Rewrite the entries below with "scouting log" changed to "survey record" everywhere it appears, leaving everything else untouched.
········
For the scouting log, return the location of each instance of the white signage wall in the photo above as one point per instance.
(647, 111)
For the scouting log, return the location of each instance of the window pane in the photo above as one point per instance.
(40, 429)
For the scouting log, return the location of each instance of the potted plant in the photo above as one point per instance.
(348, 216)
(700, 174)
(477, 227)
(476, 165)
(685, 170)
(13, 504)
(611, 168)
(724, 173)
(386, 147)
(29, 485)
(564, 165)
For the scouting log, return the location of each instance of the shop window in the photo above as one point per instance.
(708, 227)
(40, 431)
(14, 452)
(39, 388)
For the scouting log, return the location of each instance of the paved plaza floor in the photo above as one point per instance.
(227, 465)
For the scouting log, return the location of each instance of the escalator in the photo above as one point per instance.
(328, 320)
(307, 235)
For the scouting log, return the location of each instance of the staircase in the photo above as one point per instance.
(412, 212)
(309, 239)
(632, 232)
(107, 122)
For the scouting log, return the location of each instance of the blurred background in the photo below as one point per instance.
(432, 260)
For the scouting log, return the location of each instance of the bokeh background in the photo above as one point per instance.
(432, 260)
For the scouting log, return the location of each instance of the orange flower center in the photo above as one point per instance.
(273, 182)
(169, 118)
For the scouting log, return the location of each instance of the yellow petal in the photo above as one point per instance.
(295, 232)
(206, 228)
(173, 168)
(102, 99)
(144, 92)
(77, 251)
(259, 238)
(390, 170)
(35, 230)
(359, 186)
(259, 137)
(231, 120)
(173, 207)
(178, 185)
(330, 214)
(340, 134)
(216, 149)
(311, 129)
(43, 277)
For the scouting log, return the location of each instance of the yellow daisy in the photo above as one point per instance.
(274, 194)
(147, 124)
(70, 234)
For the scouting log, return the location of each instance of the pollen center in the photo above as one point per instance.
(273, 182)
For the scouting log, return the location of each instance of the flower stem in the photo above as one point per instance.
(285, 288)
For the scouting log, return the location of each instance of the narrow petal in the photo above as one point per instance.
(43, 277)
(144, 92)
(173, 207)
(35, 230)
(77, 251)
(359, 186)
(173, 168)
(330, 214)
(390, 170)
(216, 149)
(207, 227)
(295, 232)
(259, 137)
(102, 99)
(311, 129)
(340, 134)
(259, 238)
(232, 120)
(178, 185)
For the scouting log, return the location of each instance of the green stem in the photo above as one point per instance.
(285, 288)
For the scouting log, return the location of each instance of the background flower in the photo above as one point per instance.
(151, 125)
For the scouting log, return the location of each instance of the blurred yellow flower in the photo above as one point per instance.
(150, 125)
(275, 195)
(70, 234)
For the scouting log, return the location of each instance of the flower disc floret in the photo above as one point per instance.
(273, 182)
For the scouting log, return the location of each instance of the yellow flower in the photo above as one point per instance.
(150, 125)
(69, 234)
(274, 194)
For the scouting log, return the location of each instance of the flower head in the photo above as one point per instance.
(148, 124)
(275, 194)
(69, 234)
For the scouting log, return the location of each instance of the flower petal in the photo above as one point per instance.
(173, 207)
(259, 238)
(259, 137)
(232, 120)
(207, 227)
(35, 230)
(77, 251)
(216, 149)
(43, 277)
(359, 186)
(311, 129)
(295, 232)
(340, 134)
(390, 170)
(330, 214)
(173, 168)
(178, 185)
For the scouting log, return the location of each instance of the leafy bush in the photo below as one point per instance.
········
▶ _Response to the task_
For the survey record, return the location of each instance of the white signage wall in the photo above as one point per instance.
(647, 111)
For the survey record, return the location of each instance of the window pane in the photo above as one point per instance.
(40, 429)
For the survey record, return the location of each instance of the potted plant in the photo above as one point per instance.
(348, 216)
(700, 174)
(477, 227)
(476, 165)
(685, 170)
(13, 504)
(611, 168)
(724, 173)
(386, 147)
(29, 485)
(564, 165)
For the survey record, return the location of each instance of the shop window in the photo above as one point per instance.
(708, 227)
(40, 431)
(14, 452)
(39, 388)
For the survey record, return the location of each instance of the paved plaza floor in the photo above as one point per instance.
(227, 465)
For the survey record, return the location of each instance of the escalator in the photo above as one point per instance.
(328, 320)
(307, 235)
For the survey record, return the location of each instance of the staircase in the photo above as one point per instance.
(412, 212)
(309, 239)
(632, 232)
(107, 122)
For the survey record, return the location of each instance of the blurred background in the photo below as one point per instance.
(432, 260)
For the survey record, return the location of each instance of the bokeh background in the photo above as one point per instance.
(432, 260)
For the survey record, return the location of each instance of the orange flower center in the photo above as one point per instance.
(273, 182)
(169, 118)
For the survey record, return the location of each instance of the yellow petal in the photo above as one point per instance.
(295, 232)
(206, 228)
(173, 168)
(102, 99)
(144, 92)
(77, 251)
(259, 238)
(390, 170)
(35, 230)
(359, 186)
(259, 137)
(231, 120)
(173, 207)
(178, 185)
(330, 214)
(340, 134)
(216, 149)
(311, 129)
(43, 277)
For the survey record, return the location of each instance of the yellow daisy in the photo above as one point per instance.
(274, 194)
(147, 124)
(70, 234)
For the survey record, return the location of each instance of the pollen center in the photo above as one point per instance.
(273, 182)
For the survey record, return the location of each instance of the flower stem in the photo above as one point per instance.
(285, 288)
For the survey record, return the location of each instance of the narrow petal in the photo above as one point per instance.
(43, 277)
(144, 92)
(173, 207)
(35, 230)
(77, 251)
(359, 186)
(173, 168)
(330, 214)
(390, 170)
(216, 149)
(207, 227)
(295, 232)
(259, 137)
(102, 99)
(311, 129)
(340, 134)
(259, 238)
(232, 120)
(178, 185)
For the survey record, return the location of each instance of the green stem in the photo above as one point per instance.
(285, 288)
For the survey record, return the location of each instance of the background flower in the photo above as one point per instance.
(151, 125)
For the survey record, return the location of each instance of the blurred yellow flower in the photo above as one point per instance.
(150, 125)
(275, 195)
(70, 234)
For the survey record, return the location of each instance of the flower disc floret in the photo above as one point per instance.
(273, 182)
For the survey record, return the location of each instance of the yellow flower in the photo above as one point per instance.
(150, 125)
(69, 234)
(274, 194)
For the survey record, return the location of each instance of the flower head in the photo above as one point per instance.
(148, 124)
(275, 194)
(69, 234)
For the survey record, return the location of each instance of the flower petal in the photo above as one point per instance.
(173, 207)
(259, 238)
(259, 137)
(232, 120)
(207, 227)
(35, 230)
(77, 251)
(216, 149)
(43, 277)
(359, 186)
(311, 129)
(295, 232)
(340, 134)
(390, 170)
(330, 214)
(173, 168)
(178, 185)
For the survey record, return the location of each instance of the leafy bush in the photo below as one point per instance.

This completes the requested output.